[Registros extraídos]
--------------------------------
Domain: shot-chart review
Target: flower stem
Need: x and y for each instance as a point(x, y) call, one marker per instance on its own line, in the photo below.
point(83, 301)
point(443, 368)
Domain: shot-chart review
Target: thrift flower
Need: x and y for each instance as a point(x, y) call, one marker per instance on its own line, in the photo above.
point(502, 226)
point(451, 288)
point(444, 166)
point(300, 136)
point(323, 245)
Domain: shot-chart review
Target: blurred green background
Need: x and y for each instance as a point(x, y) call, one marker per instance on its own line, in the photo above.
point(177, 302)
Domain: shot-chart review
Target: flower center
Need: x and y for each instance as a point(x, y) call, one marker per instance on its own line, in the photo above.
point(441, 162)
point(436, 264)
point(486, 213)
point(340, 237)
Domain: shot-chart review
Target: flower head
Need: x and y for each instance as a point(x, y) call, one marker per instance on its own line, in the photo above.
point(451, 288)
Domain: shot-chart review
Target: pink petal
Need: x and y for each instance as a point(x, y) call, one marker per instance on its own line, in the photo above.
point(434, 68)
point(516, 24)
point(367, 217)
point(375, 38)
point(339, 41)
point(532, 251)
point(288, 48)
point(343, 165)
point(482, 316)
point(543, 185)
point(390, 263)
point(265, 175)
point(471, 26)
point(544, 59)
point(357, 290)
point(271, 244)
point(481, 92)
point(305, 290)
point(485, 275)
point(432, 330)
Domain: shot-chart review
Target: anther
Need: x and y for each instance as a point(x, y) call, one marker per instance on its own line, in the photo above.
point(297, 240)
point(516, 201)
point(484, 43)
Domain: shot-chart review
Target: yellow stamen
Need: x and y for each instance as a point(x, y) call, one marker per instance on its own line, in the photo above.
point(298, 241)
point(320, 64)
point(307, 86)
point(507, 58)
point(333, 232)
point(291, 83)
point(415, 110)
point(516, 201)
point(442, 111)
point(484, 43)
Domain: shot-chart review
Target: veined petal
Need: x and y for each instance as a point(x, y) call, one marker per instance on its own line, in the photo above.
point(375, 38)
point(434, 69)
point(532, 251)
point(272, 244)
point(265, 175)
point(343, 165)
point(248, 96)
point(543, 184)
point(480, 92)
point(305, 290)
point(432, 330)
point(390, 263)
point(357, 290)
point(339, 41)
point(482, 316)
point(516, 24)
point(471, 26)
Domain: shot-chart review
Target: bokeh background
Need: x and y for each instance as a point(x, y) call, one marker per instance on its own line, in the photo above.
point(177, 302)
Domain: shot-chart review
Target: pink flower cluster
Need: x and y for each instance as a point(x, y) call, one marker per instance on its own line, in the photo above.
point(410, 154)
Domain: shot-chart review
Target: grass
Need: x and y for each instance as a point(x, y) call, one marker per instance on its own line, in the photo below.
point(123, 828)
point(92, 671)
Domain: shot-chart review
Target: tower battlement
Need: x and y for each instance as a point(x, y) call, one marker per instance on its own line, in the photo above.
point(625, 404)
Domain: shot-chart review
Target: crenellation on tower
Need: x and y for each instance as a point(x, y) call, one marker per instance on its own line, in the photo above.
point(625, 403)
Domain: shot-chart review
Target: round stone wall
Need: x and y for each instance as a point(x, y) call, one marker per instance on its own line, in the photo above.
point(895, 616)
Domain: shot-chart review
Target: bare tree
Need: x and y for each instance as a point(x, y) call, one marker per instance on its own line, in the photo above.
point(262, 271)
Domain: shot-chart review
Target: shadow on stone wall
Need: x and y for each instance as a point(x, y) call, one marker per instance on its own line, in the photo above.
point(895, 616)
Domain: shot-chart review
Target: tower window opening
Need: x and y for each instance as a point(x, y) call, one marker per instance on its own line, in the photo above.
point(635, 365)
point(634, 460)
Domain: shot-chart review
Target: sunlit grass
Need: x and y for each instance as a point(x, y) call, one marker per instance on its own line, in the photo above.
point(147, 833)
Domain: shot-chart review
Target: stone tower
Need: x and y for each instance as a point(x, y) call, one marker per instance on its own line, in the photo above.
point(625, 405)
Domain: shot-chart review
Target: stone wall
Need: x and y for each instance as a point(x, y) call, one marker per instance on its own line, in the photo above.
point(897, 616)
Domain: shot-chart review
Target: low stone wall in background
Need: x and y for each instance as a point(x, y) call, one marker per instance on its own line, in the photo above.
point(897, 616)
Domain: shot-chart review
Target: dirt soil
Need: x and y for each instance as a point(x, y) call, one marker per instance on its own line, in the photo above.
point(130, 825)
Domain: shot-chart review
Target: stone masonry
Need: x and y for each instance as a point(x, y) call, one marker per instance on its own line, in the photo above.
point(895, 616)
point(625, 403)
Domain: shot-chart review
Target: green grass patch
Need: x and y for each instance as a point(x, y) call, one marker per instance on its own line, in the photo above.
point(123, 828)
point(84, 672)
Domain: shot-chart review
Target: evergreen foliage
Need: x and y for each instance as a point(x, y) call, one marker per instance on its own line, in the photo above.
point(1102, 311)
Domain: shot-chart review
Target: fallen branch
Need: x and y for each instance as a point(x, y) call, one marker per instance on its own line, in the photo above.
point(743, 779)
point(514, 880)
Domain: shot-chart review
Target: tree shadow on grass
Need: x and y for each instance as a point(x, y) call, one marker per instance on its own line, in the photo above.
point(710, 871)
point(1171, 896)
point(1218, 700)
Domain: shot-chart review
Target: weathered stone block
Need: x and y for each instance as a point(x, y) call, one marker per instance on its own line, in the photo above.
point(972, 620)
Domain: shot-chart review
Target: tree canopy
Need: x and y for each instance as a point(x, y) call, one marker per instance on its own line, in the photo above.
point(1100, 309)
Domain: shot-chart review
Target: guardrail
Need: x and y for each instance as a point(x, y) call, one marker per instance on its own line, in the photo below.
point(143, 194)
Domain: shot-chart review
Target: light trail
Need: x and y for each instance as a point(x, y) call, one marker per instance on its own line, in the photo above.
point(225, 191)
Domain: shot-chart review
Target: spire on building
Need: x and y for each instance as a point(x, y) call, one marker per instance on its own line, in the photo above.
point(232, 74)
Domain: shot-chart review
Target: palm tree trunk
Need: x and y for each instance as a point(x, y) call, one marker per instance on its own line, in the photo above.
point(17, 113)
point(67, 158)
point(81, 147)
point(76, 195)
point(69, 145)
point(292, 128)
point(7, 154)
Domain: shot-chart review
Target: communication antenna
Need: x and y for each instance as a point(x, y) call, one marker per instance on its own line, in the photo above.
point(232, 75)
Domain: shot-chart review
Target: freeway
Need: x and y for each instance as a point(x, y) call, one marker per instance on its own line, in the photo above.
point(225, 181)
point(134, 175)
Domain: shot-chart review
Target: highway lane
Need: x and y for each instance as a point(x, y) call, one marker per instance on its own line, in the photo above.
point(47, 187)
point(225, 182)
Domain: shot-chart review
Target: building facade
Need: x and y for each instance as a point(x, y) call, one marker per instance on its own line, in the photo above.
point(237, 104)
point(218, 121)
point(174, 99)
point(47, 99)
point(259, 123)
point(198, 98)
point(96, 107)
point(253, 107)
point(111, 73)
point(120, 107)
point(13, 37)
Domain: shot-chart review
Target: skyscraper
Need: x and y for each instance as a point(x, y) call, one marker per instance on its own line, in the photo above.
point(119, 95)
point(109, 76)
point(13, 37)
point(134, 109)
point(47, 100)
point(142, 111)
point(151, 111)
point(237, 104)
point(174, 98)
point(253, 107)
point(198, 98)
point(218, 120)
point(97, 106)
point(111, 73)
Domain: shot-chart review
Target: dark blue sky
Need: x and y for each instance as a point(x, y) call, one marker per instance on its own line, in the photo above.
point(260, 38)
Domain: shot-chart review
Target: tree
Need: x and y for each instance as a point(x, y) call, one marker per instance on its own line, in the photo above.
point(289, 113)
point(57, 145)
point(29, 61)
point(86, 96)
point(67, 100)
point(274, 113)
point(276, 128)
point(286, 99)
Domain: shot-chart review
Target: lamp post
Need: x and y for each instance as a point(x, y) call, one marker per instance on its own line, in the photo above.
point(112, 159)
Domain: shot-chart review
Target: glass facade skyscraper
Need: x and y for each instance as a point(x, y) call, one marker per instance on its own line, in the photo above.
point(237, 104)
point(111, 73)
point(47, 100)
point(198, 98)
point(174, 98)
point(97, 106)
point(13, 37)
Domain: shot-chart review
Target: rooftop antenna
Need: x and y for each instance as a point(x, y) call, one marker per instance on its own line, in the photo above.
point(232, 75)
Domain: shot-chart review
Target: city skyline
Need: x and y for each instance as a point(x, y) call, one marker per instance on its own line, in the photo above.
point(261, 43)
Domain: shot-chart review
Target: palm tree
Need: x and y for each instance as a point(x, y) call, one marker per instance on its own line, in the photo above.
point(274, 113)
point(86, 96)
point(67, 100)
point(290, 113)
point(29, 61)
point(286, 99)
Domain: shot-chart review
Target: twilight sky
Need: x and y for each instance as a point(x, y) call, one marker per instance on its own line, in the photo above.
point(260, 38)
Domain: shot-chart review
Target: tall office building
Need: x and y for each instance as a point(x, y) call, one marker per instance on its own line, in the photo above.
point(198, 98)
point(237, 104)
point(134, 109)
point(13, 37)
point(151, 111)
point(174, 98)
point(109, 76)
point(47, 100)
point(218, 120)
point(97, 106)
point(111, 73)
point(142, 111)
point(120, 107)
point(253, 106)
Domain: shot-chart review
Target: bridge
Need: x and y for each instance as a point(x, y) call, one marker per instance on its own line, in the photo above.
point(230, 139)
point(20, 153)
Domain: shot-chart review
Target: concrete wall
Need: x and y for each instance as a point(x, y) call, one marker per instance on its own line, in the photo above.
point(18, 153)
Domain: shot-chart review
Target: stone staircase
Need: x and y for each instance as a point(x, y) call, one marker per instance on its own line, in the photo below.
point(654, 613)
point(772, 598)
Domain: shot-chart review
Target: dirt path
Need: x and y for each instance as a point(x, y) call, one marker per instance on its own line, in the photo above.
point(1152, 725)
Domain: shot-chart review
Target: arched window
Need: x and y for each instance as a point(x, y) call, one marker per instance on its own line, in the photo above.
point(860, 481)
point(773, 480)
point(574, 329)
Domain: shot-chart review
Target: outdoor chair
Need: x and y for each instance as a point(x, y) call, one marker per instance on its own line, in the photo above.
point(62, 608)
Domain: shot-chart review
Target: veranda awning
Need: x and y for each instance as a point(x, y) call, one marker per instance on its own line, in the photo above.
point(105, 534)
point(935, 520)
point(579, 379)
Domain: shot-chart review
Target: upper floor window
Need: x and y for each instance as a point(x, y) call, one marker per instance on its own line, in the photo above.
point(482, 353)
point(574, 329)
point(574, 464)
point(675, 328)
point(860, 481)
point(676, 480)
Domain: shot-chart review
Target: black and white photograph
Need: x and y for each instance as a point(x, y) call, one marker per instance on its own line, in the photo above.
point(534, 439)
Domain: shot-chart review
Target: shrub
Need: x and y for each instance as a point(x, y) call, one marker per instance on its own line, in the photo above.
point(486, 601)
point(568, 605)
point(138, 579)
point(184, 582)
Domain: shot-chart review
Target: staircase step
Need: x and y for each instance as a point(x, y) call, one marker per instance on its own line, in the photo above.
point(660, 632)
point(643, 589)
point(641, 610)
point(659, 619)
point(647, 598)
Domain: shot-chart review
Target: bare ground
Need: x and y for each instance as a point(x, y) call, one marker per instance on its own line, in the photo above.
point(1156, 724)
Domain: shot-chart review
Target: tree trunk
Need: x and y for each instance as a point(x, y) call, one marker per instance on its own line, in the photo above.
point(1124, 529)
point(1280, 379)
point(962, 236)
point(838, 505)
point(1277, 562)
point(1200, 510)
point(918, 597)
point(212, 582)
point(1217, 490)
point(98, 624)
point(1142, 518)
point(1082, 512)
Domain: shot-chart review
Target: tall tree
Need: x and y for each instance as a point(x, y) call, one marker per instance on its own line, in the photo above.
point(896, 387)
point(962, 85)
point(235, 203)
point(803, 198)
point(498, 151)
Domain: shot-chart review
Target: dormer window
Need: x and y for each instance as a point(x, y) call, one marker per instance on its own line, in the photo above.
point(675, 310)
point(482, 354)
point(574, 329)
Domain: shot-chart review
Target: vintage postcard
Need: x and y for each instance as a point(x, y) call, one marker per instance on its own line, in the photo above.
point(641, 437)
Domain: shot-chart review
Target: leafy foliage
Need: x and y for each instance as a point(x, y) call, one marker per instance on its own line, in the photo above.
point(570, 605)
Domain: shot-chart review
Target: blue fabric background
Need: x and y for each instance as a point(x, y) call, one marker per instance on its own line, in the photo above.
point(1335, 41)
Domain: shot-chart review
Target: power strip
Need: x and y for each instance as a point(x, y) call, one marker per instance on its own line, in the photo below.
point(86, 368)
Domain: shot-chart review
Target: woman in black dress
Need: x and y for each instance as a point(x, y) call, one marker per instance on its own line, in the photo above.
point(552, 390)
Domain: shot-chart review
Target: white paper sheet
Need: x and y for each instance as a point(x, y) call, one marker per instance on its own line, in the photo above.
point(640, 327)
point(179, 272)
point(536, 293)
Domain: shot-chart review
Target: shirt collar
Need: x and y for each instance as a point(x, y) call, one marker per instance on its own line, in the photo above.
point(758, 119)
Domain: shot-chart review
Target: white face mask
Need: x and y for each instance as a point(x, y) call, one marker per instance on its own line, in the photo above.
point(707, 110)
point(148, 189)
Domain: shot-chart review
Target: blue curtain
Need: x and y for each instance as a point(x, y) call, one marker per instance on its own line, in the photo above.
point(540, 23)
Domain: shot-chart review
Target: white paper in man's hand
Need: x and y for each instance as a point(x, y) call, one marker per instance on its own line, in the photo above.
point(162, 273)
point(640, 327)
--------------------------------
- _Problema a resolver_
Duplica sin ningún cambio las líneas que van desde el comienzo de las filas hasta la que contiene "point(443, 368)", ambas incluidas.

- _Solución del ejercicio_
Domain: shot-chart review
Target: flower stem
Need: x and y for each instance as a point(x, y) call, one marker per instance on its own line, in the photo below.
point(83, 301)
point(443, 368)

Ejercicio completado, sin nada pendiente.